▸ **Given request**:
In the listing below, rewrite the lines starting with the line that contains "fence post -> box" and going on through the line that contains "(25, 173), (530, 424)", swapping "riverbank" for "shoreline" and leaving all else as it is. Give back only those lines.

▸ **Recorded data**:
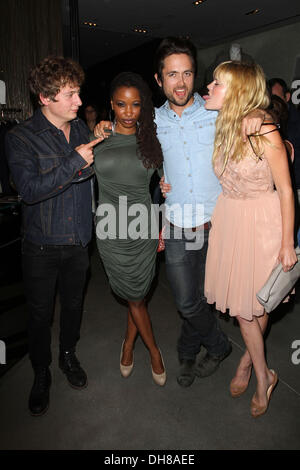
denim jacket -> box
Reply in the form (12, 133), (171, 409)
(6, 109), (93, 246)
(155, 93), (221, 228)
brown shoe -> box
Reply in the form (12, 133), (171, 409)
(251, 369), (278, 418)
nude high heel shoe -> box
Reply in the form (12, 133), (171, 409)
(151, 350), (167, 387)
(120, 339), (134, 379)
(251, 369), (278, 418)
(229, 370), (252, 398)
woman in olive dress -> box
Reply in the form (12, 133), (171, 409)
(94, 72), (166, 385)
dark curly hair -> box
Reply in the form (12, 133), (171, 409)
(110, 72), (163, 168)
(28, 56), (84, 105)
(154, 37), (197, 80)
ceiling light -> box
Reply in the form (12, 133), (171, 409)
(83, 21), (98, 28)
(133, 27), (148, 34)
(245, 8), (261, 15)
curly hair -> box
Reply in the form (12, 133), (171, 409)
(110, 72), (163, 169)
(213, 61), (270, 171)
(28, 56), (84, 105)
(154, 37), (197, 80)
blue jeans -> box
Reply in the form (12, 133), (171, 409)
(22, 240), (89, 369)
(165, 226), (229, 360)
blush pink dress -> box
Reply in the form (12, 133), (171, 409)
(205, 156), (282, 320)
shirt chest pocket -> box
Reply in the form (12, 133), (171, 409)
(38, 155), (60, 175)
(193, 119), (215, 147)
(157, 127), (179, 153)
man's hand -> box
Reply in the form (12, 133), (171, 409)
(75, 137), (103, 170)
(159, 176), (172, 198)
(94, 121), (112, 139)
(242, 109), (266, 142)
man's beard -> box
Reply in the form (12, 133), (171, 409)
(164, 90), (194, 106)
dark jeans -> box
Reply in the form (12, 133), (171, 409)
(22, 240), (89, 369)
(165, 226), (228, 360)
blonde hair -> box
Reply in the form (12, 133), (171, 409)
(213, 61), (270, 173)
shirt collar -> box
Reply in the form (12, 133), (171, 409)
(33, 108), (79, 134)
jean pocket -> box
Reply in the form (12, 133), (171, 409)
(21, 239), (44, 256)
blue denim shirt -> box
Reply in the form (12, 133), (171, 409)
(6, 109), (93, 246)
(155, 93), (221, 228)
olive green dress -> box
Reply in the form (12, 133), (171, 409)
(94, 134), (158, 301)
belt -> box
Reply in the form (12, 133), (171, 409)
(169, 221), (211, 232)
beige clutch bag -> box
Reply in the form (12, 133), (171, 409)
(256, 246), (300, 313)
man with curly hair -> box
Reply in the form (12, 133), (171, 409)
(6, 57), (102, 416)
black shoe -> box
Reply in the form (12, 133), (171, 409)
(195, 343), (232, 377)
(177, 359), (195, 387)
(29, 367), (51, 416)
(59, 350), (87, 389)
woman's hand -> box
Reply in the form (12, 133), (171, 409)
(94, 121), (112, 139)
(278, 246), (298, 272)
(159, 176), (172, 198)
(242, 109), (266, 142)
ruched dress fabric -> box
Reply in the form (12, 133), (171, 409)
(94, 134), (158, 301)
(205, 156), (282, 320)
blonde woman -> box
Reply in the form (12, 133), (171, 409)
(205, 61), (297, 417)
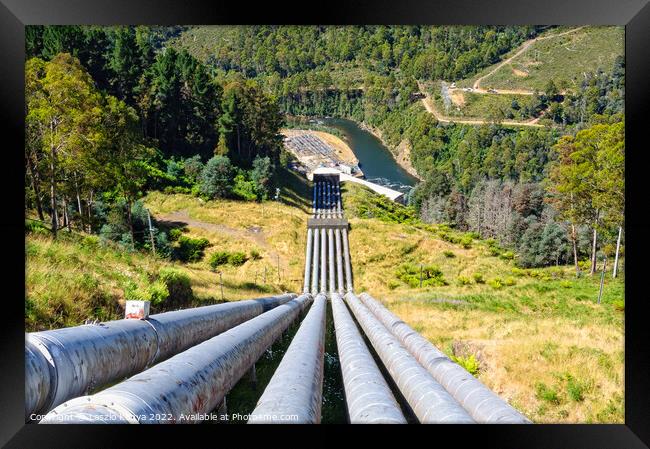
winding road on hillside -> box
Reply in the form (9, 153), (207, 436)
(418, 25), (584, 128)
(464, 25), (584, 95)
(418, 81), (544, 128)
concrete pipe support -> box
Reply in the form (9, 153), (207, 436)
(248, 294), (327, 424)
(360, 293), (530, 424)
(331, 293), (406, 424)
(345, 293), (474, 424)
(41, 295), (312, 424)
(25, 295), (296, 419)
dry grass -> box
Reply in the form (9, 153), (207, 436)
(344, 181), (624, 423)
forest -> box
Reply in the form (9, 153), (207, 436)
(25, 26), (625, 273)
(25, 26), (284, 258)
(172, 26), (625, 273)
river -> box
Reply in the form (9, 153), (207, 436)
(315, 118), (417, 192)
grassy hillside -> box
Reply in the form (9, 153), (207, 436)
(457, 26), (625, 91)
(344, 184), (624, 423)
(25, 178), (625, 423)
(25, 168), (311, 331)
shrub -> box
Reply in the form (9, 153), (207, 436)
(228, 252), (248, 267)
(488, 278), (503, 289)
(503, 277), (517, 287)
(81, 235), (100, 249)
(457, 276), (472, 286)
(210, 251), (229, 269)
(488, 246), (501, 257)
(396, 263), (447, 288)
(460, 235), (473, 249)
(158, 268), (194, 306)
(201, 156), (234, 199)
(450, 354), (479, 377)
(25, 220), (50, 235)
(169, 228), (183, 242)
(174, 235), (210, 262)
(251, 249), (262, 260)
(388, 279), (399, 290)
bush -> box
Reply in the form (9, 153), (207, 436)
(201, 156), (234, 199)
(457, 276), (472, 286)
(174, 235), (210, 262)
(169, 228), (183, 242)
(210, 251), (248, 270)
(450, 354), (479, 377)
(228, 252), (248, 267)
(25, 220), (51, 235)
(488, 278), (503, 289)
(251, 249), (262, 260)
(488, 246), (501, 257)
(210, 251), (229, 269)
(396, 263), (447, 288)
(158, 268), (194, 307)
(460, 235), (473, 249)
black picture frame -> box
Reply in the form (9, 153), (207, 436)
(0, 0), (650, 449)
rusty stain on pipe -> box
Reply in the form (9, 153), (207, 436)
(248, 293), (327, 424)
(41, 295), (312, 424)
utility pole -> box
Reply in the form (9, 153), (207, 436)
(219, 271), (224, 301)
(598, 257), (607, 304)
(147, 209), (156, 256)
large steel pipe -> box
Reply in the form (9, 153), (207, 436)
(334, 229), (343, 294)
(302, 228), (313, 293)
(319, 228), (327, 293)
(341, 229), (352, 292)
(360, 293), (530, 424)
(345, 293), (474, 424)
(248, 294), (327, 424)
(330, 293), (406, 424)
(327, 229), (336, 293)
(311, 229), (320, 295)
(41, 295), (311, 424)
(25, 294), (296, 417)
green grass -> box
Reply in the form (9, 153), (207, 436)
(457, 26), (624, 91)
(343, 185), (625, 423)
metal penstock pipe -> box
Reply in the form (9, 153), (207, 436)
(360, 293), (530, 424)
(302, 228), (313, 293)
(25, 294), (296, 420)
(341, 229), (352, 292)
(345, 293), (474, 424)
(248, 293), (327, 424)
(41, 295), (312, 424)
(330, 293), (406, 424)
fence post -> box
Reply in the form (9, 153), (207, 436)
(598, 257), (607, 304)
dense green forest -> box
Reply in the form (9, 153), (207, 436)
(25, 26), (284, 254)
(26, 26), (625, 272)
(172, 26), (625, 272)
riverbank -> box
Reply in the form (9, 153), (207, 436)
(280, 128), (359, 166)
(355, 122), (422, 181)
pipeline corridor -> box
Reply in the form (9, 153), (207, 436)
(25, 173), (530, 424)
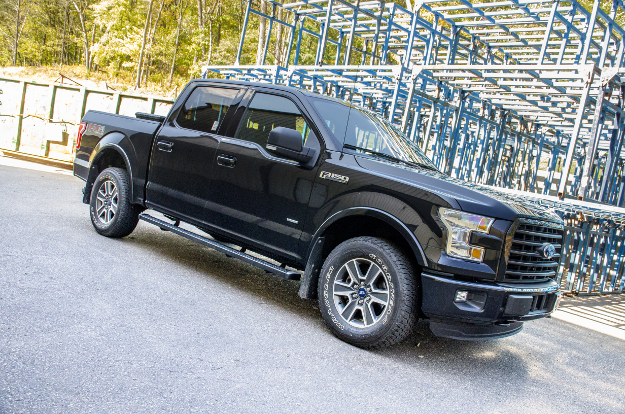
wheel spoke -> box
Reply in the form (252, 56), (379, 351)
(345, 260), (363, 284)
(365, 263), (382, 285)
(334, 280), (355, 296)
(97, 204), (106, 219)
(341, 300), (358, 322)
(362, 303), (375, 326)
(369, 290), (388, 306)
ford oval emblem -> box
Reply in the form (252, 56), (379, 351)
(538, 243), (556, 259)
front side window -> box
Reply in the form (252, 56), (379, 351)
(236, 92), (310, 156)
(177, 86), (239, 134)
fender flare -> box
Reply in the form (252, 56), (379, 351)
(309, 207), (427, 266)
(299, 207), (427, 299)
(83, 132), (134, 203)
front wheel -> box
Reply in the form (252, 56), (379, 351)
(89, 167), (141, 237)
(318, 237), (419, 348)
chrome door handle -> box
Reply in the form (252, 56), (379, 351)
(156, 141), (174, 152)
(217, 154), (237, 168)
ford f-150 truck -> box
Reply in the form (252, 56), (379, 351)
(74, 80), (564, 348)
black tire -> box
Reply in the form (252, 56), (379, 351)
(89, 167), (142, 237)
(318, 237), (419, 349)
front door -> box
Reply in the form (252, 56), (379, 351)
(146, 86), (243, 221)
(206, 92), (320, 257)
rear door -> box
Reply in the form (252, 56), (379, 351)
(206, 90), (321, 256)
(146, 85), (244, 221)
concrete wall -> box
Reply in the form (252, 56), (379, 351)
(0, 78), (173, 162)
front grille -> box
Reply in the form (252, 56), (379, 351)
(530, 295), (549, 313)
(504, 219), (564, 282)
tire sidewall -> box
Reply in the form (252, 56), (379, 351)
(89, 169), (128, 235)
(318, 240), (403, 345)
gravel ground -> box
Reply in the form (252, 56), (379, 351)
(0, 158), (625, 413)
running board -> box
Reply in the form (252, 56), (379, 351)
(139, 213), (301, 280)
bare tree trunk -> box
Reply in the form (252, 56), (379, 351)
(256, 0), (267, 65)
(59, 2), (69, 66)
(169, 0), (187, 88)
(87, 22), (96, 70)
(274, 0), (284, 65)
(12, 0), (26, 66)
(193, 0), (206, 57)
(144, 1), (165, 87)
(72, 1), (91, 70)
(206, 19), (213, 65)
(135, 0), (154, 88)
(205, 0), (220, 65)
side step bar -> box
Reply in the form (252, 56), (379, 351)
(139, 213), (301, 280)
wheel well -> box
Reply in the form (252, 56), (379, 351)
(83, 148), (132, 204)
(299, 216), (421, 299)
(321, 216), (417, 265)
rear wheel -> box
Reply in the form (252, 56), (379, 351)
(318, 237), (419, 348)
(89, 167), (142, 237)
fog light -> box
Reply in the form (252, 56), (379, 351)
(454, 290), (469, 303)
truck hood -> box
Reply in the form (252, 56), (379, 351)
(355, 156), (562, 223)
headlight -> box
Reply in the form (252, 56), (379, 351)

▸ **Task solution**:
fence post -> box
Reply in the form (9, 153), (207, 436)
(598, 257), (607, 304)
dense green forest -> box
Reply in the form (9, 153), (207, 436)
(25, 26), (284, 254)
(26, 26), (625, 272)
(172, 26), (625, 272)
shoreline -> box
Reply in the form (9, 153), (207, 436)
(280, 128), (359, 166)
(355, 122), (422, 181)
pipeline corridor -> box
Reply in the form (9, 153), (207, 436)
(25, 173), (530, 424)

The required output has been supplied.